▶ What to work on
Rewrite all of the records below, substituting "Marked points" for every occurrence of "Recorded points" and leaving everything else unchanged. Omit the pictures from your answer.

▶ Exercise data

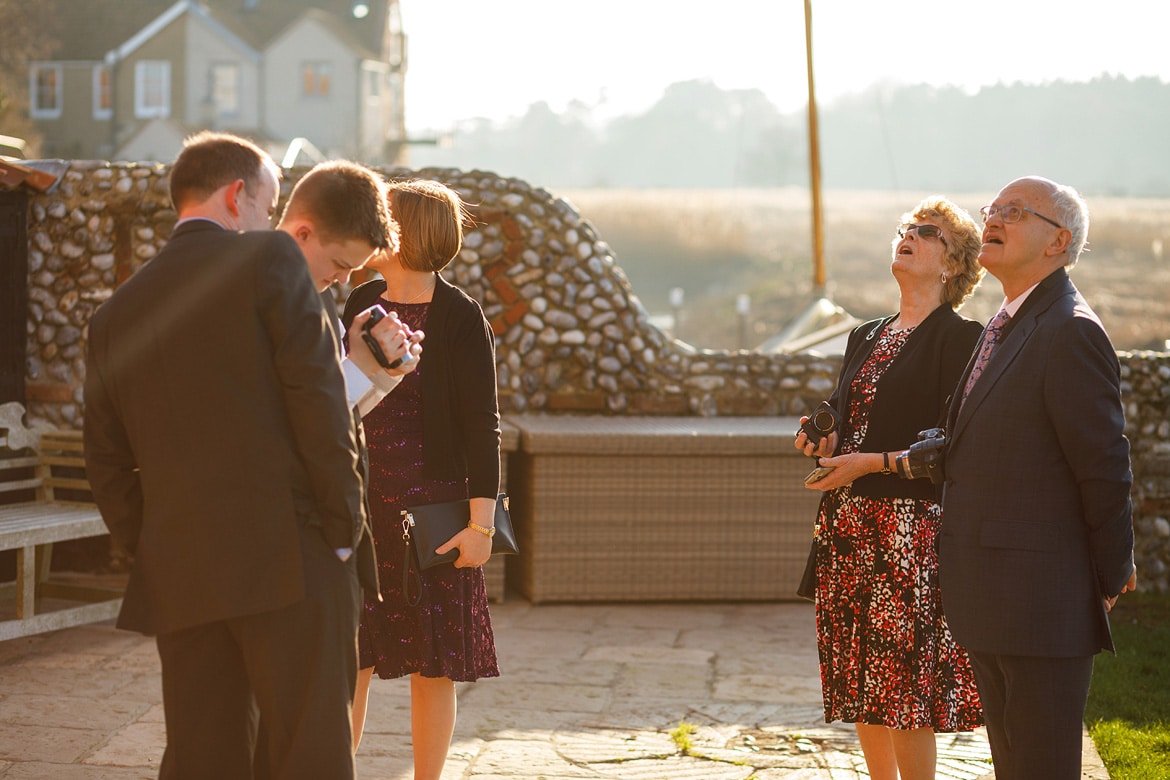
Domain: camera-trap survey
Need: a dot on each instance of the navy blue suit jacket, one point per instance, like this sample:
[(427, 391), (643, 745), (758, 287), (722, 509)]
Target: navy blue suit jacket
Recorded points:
[(1037, 522)]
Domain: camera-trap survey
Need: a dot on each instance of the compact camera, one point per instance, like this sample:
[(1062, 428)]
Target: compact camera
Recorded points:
[(820, 423), (924, 458), (376, 316)]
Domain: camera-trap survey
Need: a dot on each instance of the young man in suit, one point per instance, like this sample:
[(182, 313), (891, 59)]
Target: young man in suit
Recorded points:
[(1037, 537), (220, 446)]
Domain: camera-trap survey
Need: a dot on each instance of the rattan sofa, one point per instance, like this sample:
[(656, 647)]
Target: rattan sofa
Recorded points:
[(649, 509)]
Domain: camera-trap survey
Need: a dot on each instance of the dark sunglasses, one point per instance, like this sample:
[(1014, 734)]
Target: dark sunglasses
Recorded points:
[(924, 232)]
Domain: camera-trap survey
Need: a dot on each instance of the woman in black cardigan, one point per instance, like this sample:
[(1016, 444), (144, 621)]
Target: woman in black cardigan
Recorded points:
[(888, 662), (434, 439)]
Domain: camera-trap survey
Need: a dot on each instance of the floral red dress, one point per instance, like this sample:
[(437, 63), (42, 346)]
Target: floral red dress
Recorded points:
[(887, 656)]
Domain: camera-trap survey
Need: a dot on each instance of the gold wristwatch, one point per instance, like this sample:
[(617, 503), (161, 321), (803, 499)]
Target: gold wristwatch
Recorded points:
[(488, 532)]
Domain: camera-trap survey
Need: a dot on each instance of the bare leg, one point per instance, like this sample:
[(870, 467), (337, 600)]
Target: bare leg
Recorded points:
[(916, 752), (432, 724), (360, 698), (878, 747)]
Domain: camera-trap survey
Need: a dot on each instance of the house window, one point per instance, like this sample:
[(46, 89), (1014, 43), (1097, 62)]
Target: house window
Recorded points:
[(226, 89), (152, 89), (103, 98), (45, 85), (315, 78)]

▶ Written response
Domain: camera-trap survey
Need: a dot on each instance of the navy blue suit jacket, one point per instance, like this sample:
[(427, 391), (643, 745), (758, 287), (722, 509)]
Target: navy blue suit jacket
Marked points:
[(1037, 522)]
Domain: camera-trap survey
Need: a dot on each instance of the compact camera, one point per instance, like this sample:
[(1062, 428)]
Target: compact camera
Marked points:
[(820, 423), (924, 458), (376, 316)]
Domain: camera-trap survey
Need: a dot on each instance of the young man in suit, one point per instance, like this sample:
[(182, 313), (891, 59)]
Target: young man in suit
Marked points:
[(1037, 537), (220, 446)]
Domain: camera-trap survey
Need: a dot on each instance of the rattan sofa, one point per instance, like this sample:
[(656, 647)]
Target: rattan sofa
Marked points:
[(649, 509)]
Domain: camera-trap survey
Need: a dot on each instance of the dark sunglasses, one point per instance, like this sample:
[(1014, 734)]
Target: dark sunglasses
Marked points:
[(924, 232)]
Domain: camera-trap survey
Need: a dot on each instance of the woman in black cardigan, one point per instance, like this sample:
[(1016, 444), (144, 621)]
Target: woman in black cardigan
Marked points:
[(888, 662), (434, 439)]
Domain: camera-trap survey
Need: a dot on each instance of the floral red dress, one point per instance, like this sample:
[(437, 63), (42, 346)]
Target: floral red dress
Marked points:
[(887, 656)]
Domain: camera-trap survey
Need: a dot on each instance of the gold wristwatch, one point per instance, like this sample:
[(617, 503), (161, 321), (803, 499)]
Target: gold wristwatch
Marked points:
[(488, 532)]
Domain: camera-trap survey
Need: a dot on each instance of the bare leg, one point per instance, like this sample:
[(870, 467), (337, 600)]
Target: bare leg
Marked points:
[(916, 752), (432, 724), (360, 698), (878, 747)]
Domain: camera-trap survey
Need: a dot on each instance of the house window, one point per instance, like this sample:
[(46, 89), (1014, 43), (1097, 62)]
Target: house window
Marked points:
[(226, 89), (152, 89), (103, 98), (45, 85), (315, 78)]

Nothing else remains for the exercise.